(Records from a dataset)
┌──

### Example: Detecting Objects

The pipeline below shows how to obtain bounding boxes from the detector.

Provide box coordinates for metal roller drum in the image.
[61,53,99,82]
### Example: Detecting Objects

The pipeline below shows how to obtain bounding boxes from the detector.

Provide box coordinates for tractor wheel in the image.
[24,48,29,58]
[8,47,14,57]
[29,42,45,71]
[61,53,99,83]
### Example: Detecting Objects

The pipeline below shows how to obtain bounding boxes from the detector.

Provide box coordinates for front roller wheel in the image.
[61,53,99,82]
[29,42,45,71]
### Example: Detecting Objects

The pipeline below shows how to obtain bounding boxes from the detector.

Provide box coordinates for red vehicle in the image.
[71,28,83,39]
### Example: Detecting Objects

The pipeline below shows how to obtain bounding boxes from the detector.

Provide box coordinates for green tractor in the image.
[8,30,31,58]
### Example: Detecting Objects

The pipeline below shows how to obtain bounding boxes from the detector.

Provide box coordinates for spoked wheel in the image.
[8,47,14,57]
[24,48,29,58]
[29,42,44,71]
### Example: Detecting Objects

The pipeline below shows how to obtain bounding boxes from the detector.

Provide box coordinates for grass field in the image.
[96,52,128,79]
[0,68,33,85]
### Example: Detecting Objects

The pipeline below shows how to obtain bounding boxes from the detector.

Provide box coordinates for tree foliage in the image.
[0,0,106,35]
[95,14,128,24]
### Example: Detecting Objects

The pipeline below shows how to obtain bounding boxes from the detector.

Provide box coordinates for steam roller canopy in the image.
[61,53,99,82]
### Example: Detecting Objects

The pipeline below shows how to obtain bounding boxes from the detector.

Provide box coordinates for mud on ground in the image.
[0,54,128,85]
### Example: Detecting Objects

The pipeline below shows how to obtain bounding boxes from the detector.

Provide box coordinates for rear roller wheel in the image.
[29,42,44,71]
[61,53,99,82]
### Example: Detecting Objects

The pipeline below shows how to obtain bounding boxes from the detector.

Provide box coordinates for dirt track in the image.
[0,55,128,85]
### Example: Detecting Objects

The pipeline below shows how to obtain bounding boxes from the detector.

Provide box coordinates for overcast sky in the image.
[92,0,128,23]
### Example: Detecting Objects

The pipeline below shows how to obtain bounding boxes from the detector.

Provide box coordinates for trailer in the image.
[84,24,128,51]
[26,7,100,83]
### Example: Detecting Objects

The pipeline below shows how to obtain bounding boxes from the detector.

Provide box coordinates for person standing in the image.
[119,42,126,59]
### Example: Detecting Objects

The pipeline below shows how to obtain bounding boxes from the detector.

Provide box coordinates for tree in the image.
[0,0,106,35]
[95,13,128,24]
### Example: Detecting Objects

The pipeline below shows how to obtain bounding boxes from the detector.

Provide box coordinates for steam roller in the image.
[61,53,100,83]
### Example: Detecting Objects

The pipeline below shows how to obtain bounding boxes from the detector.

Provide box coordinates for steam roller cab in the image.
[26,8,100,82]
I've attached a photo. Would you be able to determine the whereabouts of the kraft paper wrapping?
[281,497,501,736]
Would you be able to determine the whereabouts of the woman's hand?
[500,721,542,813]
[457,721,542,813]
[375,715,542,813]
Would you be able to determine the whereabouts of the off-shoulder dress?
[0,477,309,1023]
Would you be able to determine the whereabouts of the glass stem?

└──

Instructions for the task - Copy all of the records above line for line, changing nothing.

Result of the task -
### Example: Detecting Objects

The pipeline below shows how to obtain bounding boxes from the detector.

Provide box coordinates for metal roller drum in the image.
[61,53,99,82]
### Example: Detecting Objects

The pipeline below shows how to obtain bounding boxes from the detector.

Provide box coordinates for tractor wheel in the image.
[24,48,29,58]
[8,47,14,57]
[29,42,45,71]
[61,53,99,83]
### Example: Detecting Objects

The pipeline below shows how to obtain bounding boxes from the detector.

Provide box coordinates for front roller wheel in the image.
[61,53,99,82]
[29,42,45,71]
### Example: Detecting Objects

The pipeline below shows how to obtain bounding boxes from the detector.

Provide box coordinates for red vehicle in the image.
[71,28,83,39]
### Example: Detecting Objects

The pipeline below shows how to obtain bounding boxes from the detector.

Provide box coordinates for green tractor in the image.
[8,30,31,58]
### Example: Detecting Objects

The pipeline below shows how to obtain bounding boxes from the detector.

Provide box coordinates for spoked wheel in the image.
[8,47,14,57]
[24,48,29,58]
[29,42,44,71]
### Example: Detecting Objects

The pipeline below shows how to obtain bounding boxes from the detector.

Provide box coordinates for grass field in the image.
[96,52,128,79]
[0,68,33,85]
### Example: Detecting Objects

The pipeline below shows how to obtain bounding boxes from the detector.

Provide box coordinates for tree foliage in the image.
[0,0,106,35]
[95,14,128,24]
### Example: Detecting Objects

The pipeline below shows how to obtain bounding boxes from the detector.

Provide box coordinates for steam roller canopy in the image.
[61,53,99,82]
### Example: Detecting Objects

The pipeline below shows how to obtain bounding boxes from the detector.

Provide box coordinates for mud on ground in the image.
[0,54,128,85]
### Example: Detecting Objects

The pipeline below shows how to obtain bounding boxes from the detector.

Provide box coordinates for rear roller wheel in the image.
[29,42,44,71]
[61,53,99,82]
### Example: Detecting Objects

The pipeline below shows how to obtain bounding boxes from the detector.

Provide box coordinates for dirt track in the image.
[0,55,128,85]
### Example: Detecting Objects

The pipeline below shows how to obtain bounding boxes from the detector.

Provide box coordinates for overcast sky in the image.
[92,0,128,23]
### Example: Detecting Objects

The pipeline below shows how to obtain bounding boxes from the detector.

Provide box coordinates for trailer in the image.
[84,24,128,51]
[26,7,100,83]
### Example: Detecting Objects

The pipeline below shows how to obtain bounding boxes from the detector.

Provide box coordinates for person standing in the image.
[119,42,126,59]
### Example: Detecting Objects

The pipeline below shows how to obtain bounding boxes from the detector.

Provide box coordinates for tree in the image.
[0,0,106,35]
[95,13,128,24]
### Example: Detecting Objects

The pipeline below shows how to obtain bounding boxes from the detector.

Provide box coordinates for steam roller in the image.
[61,53,100,83]
### Example: Detecting Objects

The pipeline below shows how to obtain bounding boxes from the detector.

Provide box coordinates for steam roller cab in the image.
[26,8,100,82]
I've attached a photo. Would you be able to determine the whereabouts of the kraft paper wrapping?
[281,497,501,736]
Would you be able to determine the whereabouts of the woman's hand?
[500,721,542,813]
[457,721,542,813]
[375,715,542,813]
Would you be able to determine the whereabouts of the off-shoulder dress?
[0,477,309,1023]
Would you be able to determine the whereabouts of the glass stem?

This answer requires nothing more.